Dataset entries
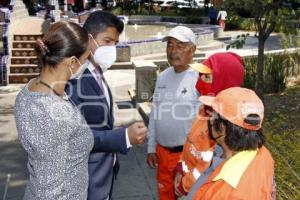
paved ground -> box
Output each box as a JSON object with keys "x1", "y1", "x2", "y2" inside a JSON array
[{"x1": 0, "y1": 85, "x2": 29, "y2": 200}]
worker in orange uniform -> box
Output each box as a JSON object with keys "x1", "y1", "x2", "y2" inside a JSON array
[
  {"x1": 191, "y1": 87, "x2": 275, "y2": 200},
  {"x1": 174, "y1": 52, "x2": 245, "y2": 196}
]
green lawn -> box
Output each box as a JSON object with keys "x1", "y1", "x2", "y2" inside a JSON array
[{"x1": 264, "y1": 85, "x2": 300, "y2": 200}]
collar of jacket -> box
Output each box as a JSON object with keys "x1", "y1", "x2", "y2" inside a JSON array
[{"x1": 213, "y1": 149, "x2": 257, "y2": 188}]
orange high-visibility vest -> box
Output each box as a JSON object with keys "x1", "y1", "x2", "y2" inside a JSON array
[
  {"x1": 180, "y1": 107, "x2": 216, "y2": 192},
  {"x1": 192, "y1": 146, "x2": 274, "y2": 200}
]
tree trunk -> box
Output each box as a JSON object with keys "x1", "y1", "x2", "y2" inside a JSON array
[{"x1": 256, "y1": 36, "x2": 265, "y2": 101}]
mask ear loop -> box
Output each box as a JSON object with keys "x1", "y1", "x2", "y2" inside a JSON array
[
  {"x1": 75, "y1": 57, "x2": 82, "y2": 66},
  {"x1": 88, "y1": 34, "x2": 99, "y2": 59},
  {"x1": 89, "y1": 34, "x2": 99, "y2": 48}
]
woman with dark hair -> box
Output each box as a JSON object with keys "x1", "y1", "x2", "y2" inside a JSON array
[
  {"x1": 14, "y1": 21, "x2": 93, "y2": 199},
  {"x1": 192, "y1": 87, "x2": 275, "y2": 200}
]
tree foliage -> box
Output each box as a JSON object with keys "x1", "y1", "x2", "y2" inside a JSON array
[{"x1": 224, "y1": 0, "x2": 298, "y2": 99}]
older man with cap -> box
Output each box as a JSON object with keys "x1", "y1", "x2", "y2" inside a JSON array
[{"x1": 146, "y1": 26, "x2": 201, "y2": 200}]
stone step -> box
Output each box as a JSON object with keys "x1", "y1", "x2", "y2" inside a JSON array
[
  {"x1": 11, "y1": 56, "x2": 38, "y2": 65},
  {"x1": 12, "y1": 49, "x2": 37, "y2": 57},
  {"x1": 111, "y1": 62, "x2": 133, "y2": 70},
  {"x1": 14, "y1": 35, "x2": 41, "y2": 41},
  {"x1": 9, "y1": 73, "x2": 39, "y2": 84},
  {"x1": 197, "y1": 40, "x2": 224, "y2": 51},
  {"x1": 9, "y1": 17, "x2": 45, "y2": 37},
  {"x1": 13, "y1": 41, "x2": 36, "y2": 49},
  {"x1": 215, "y1": 36, "x2": 232, "y2": 41},
  {"x1": 10, "y1": 64, "x2": 40, "y2": 74}
]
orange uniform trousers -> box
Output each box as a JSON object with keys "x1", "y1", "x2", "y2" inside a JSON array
[{"x1": 156, "y1": 144, "x2": 182, "y2": 200}]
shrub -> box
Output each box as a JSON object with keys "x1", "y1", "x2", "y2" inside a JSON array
[
  {"x1": 240, "y1": 18, "x2": 255, "y2": 31},
  {"x1": 243, "y1": 53, "x2": 297, "y2": 93},
  {"x1": 226, "y1": 15, "x2": 255, "y2": 31},
  {"x1": 185, "y1": 16, "x2": 203, "y2": 24},
  {"x1": 225, "y1": 15, "x2": 242, "y2": 30}
]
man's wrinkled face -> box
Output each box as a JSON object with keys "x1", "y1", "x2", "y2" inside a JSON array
[{"x1": 166, "y1": 37, "x2": 196, "y2": 68}]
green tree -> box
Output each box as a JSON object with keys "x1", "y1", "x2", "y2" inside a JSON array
[{"x1": 224, "y1": 0, "x2": 298, "y2": 99}]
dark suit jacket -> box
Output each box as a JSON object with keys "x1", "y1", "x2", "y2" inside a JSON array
[{"x1": 66, "y1": 67, "x2": 129, "y2": 200}]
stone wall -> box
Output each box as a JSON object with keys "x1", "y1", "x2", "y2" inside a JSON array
[
  {"x1": 128, "y1": 15, "x2": 209, "y2": 25},
  {"x1": 0, "y1": 6, "x2": 11, "y2": 85},
  {"x1": 128, "y1": 15, "x2": 162, "y2": 24},
  {"x1": 116, "y1": 25, "x2": 214, "y2": 62}
]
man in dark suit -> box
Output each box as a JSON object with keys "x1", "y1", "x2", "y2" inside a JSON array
[{"x1": 66, "y1": 11, "x2": 147, "y2": 200}]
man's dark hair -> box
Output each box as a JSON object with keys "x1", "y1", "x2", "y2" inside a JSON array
[
  {"x1": 83, "y1": 10, "x2": 124, "y2": 37},
  {"x1": 213, "y1": 114, "x2": 264, "y2": 151}
]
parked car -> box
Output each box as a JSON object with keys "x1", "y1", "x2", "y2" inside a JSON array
[
  {"x1": 160, "y1": 0, "x2": 193, "y2": 9},
  {"x1": 87, "y1": 0, "x2": 116, "y2": 8},
  {"x1": 159, "y1": 0, "x2": 210, "y2": 9}
]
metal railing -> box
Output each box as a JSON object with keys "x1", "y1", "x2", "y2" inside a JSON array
[{"x1": 2, "y1": 174, "x2": 11, "y2": 200}]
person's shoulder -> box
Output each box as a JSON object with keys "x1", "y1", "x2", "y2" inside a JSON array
[
  {"x1": 160, "y1": 67, "x2": 174, "y2": 75},
  {"x1": 260, "y1": 146, "x2": 274, "y2": 159},
  {"x1": 186, "y1": 68, "x2": 199, "y2": 78},
  {"x1": 157, "y1": 67, "x2": 174, "y2": 80},
  {"x1": 69, "y1": 68, "x2": 93, "y2": 90},
  {"x1": 38, "y1": 95, "x2": 74, "y2": 113}
]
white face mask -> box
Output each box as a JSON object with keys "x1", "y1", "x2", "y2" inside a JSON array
[{"x1": 91, "y1": 36, "x2": 117, "y2": 73}]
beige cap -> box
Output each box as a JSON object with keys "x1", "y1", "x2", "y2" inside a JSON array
[{"x1": 189, "y1": 63, "x2": 212, "y2": 74}]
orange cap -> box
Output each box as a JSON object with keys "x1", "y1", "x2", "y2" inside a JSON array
[
  {"x1": 189, "y1": 63, "x2": 212, "y2": 74},
  {"x1": 199, "y1": 87, "x2": 264, "y2": 130}
]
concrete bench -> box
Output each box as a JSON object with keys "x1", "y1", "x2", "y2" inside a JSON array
[{"x1": 133, "y1": 60, "x2": 158, "y2": 103}]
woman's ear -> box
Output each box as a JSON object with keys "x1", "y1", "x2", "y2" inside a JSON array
[
  {"x1": 65, "y1": 57, "x2": 76, "y2": 69},
  {"x1": 70, "y1": 57, "x2": 77, "y2": 67},
  {"x1": 219, "y1": 123, "x2": 226, "y2": 135}
]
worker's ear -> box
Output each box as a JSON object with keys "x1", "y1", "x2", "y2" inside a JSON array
[
  {"x1": 191, "y1": 44, "x2": 196, "y2": 53},
  {"x1": 218, "y1": 123, "x2": 226, "y2": 135}
]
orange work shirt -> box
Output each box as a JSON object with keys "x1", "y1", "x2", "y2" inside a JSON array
[
  {"x1": 192, "y1": 146, "x2": 274, "y2": 200},
  {"x1": 180, "y1": 107, "x2": 216, "y2": 192}
]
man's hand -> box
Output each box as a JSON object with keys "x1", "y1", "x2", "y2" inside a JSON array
[
  {"x1": 147, "y1": 153, "x2": 158, "y2": 168},
  {"x1": 174, "y1": 172, "x2": 184, "y2": 197},
  {"x1": 127, "y1": 122, "x2": 147, "y2": 145}
]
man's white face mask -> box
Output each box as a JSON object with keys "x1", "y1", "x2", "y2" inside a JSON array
[{"x1": 91, "y1": 35, "x2": 117, "y2": 73}]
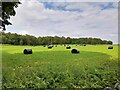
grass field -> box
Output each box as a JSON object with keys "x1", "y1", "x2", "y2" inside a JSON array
[{"x1": 1, "y1": 44, "x2": 119, "y2": 89}]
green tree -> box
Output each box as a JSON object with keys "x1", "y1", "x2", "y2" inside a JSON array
[
  {"x1": 1, "y1": 32, "x2": 113, "y2": 45},
  {"x1": 19, "y1": 39, "x2": 23, "y2": 45},
  {"x1": 53, "y1": 36, "x2": 61, "y2": 44},
  {"x1": 0, "y1": 1, "x2": 21, "y2": 30},
  {"x1": 107, "y1": 40, "x2": 113, "y2": 45},
  {"x1": 66, "y1": 37, "x2": 71, "y2": 44}
]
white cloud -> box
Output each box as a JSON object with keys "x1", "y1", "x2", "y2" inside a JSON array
[{"x1": 6, "y1": 1, "x2": 118, "y2": 44}]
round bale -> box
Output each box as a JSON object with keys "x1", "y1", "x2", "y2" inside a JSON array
[
  {"x1": 48, "y1": 45, "x2": 52, "y2": 49},
  {"x1": 108, "y1": 46, "x2": 113, "y2": 49},
  {"x1": 83, "y1": 44, "x2": 86, "y2": 46},
  {"x1": 23, "y1": 49, "x2": 32, "y2": 54},
  {"x1": 66, "y1": 46, "x2": 71, "y2": 49},
  {"x1": 71, "y1": 48, "x2": 79, "y2": 54}
]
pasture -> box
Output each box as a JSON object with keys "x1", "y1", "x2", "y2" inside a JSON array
[{"x1": 1, "y1": 44, "x2": 119, "y2": 89}]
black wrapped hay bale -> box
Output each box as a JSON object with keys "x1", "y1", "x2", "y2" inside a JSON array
[
  {"x1": 66, "y1": 46, "x2": 71, "y2": 49},
  {"x1": 48, "y1": 45, "x2": 52, "y2": 49},
  {"x1": 71, "y1": 48, "x2": 79, "y2": 54},
  {"x1": 83, "y1": 44, "x2": 86, "y2": 46},
  {"x1": 43, "y1": 45, "x2": 46, "y2": 47},
  {"x1": 108, "y1": 46, "x2": 113, "y2": 49},
  {"x1": 23, "y1": 49, "x2": 32, "y2": 54}
]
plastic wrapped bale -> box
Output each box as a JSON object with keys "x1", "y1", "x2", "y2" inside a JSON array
[
  {"x1": 23, "y1": 49, "x2": 32, "y2": 54},
  {"x1": 71, "y1": 48, "x2": 79, "y2": 54},
  {"x1": 66, "y1": 46, "x2": 71, "y2": 49},
  {"x1": 48, "y1": 45, "x2": 52, "y2": 49},
  {"x1": 83, "y1": 44, "x2": 86, "y2": 46},
  {"x1": 108, "y1": 46, "x2": 113, "y2": 49}
]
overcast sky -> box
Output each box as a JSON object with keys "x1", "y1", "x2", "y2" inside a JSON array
[{"x1": 6, "y1": 0, "x2": 118, "y2": 44}]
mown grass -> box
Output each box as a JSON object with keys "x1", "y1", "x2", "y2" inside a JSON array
[{"x1": 1, "y1": 45, "x2": 119, "y2": 89}]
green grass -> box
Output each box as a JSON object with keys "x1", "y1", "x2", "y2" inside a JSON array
[{"x1": 1, "y1": 45, "x2": 119, "y2": 89}]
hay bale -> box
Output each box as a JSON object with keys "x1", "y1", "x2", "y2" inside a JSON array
[
  {"x1": 48, "y1": 45, "x2": 52, "y2": 49},
  {"x1": 83, "y1": 44, "x2": 86, "y2": 46},
  {"x1": 71, "y1": 48, "x2": 79, "y2": 54},
  {"x1": 66, "y1": 46, "x2": 71, "y2": 49},
  {"x1": 108, "y1": 46, "x2": 113, "y2": 49},
  {"x1": 23, "y1": 49, "x2": 32, "y2": 54}
]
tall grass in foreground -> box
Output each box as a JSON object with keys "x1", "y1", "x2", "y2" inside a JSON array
[{"x1": 1, "y1": 45, "x2": 119, "y2": 89}]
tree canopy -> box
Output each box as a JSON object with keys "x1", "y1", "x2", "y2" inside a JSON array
[
  {"x1": 0, "y1": 1, "x2": 21, "y2": 31},
  {"x1": 1, "y1": 32, "x2": 113, "y2": 45}
]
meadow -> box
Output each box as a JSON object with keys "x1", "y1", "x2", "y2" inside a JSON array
[{"x1": 1, "y1": 44, "x2": 119, "y2": 89}]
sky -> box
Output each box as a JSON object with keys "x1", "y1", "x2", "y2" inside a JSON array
[{"x1": 5, "y1": 0, "x2": 118, "y2": 44}]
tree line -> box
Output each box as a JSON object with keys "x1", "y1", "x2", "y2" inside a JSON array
[{"x1": 1, "y1": 32, "x2": 113, "y2": 45}]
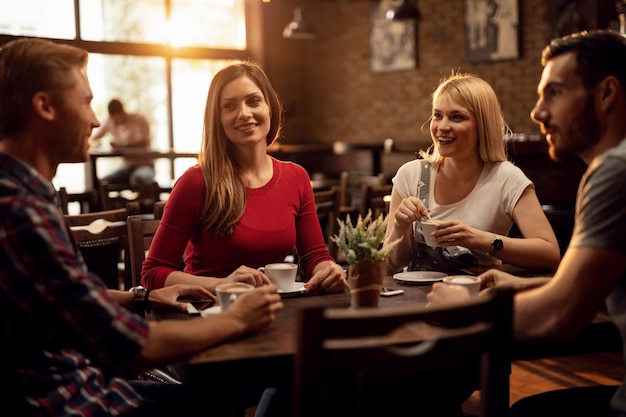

| WHAT THE TASK ASKS |
Copy out the range of lines above starting at the line with "tree foliage -> box" and ending at the line with "older man with cap -> box", exactly and including both.

| RESULT OF THIS EXERCISE |
tree foliage -> box
Output each box as a JSON object with keys "x1", "y1", "x2", "y2" inside a JSON array
[{"x1": 224, "y1": 0, "x2": 298, "y2": 99}]
older man with cap -> box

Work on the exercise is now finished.